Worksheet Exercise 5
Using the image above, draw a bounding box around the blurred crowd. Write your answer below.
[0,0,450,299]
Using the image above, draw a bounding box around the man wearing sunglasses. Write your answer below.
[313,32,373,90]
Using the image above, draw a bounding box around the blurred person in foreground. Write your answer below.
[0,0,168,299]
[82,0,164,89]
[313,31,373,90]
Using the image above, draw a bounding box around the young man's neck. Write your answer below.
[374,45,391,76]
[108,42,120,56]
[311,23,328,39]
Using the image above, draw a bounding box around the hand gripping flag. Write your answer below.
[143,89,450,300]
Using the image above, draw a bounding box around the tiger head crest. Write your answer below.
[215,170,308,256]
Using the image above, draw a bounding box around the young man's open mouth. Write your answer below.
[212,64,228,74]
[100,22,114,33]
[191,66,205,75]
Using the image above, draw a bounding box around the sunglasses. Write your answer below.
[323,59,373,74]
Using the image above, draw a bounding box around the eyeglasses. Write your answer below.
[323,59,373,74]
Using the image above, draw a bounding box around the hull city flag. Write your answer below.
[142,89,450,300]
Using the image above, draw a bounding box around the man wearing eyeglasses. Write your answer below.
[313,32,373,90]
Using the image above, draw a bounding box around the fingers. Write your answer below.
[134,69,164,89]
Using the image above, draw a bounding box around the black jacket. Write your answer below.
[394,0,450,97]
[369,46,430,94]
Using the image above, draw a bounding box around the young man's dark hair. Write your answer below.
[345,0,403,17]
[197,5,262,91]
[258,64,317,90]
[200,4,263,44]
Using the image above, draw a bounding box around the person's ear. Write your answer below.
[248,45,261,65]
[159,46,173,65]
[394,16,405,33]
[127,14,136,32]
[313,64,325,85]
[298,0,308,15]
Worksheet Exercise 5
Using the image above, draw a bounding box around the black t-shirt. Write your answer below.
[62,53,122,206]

***

Aim of the task: Copy out the lines above, from the line containing "the eyeglasses. Write your answer below." to the line containing "[369,46,430,94]", keeping both of those lines and changing nothing.

Task result:
Using the image above, draw a bounding box around the eyeglasses. Write your answer below.
[323,59,373,74]
Using the image above, draw a bounding box around the hull city flag. Write your answer below.
[142,89,450,300]
Using the image above, draw a bounding box around the man wearing eyeglasses. Write your answer below.
[313,32,373,90]
Using the image above, draw a bounding box around the fingers. Write your answer below.
[134,69,164,89]
Using the image above, draw a bounding box around the black jacket. Write your answer below.
[394,0,450,97]
[369,46,430,94]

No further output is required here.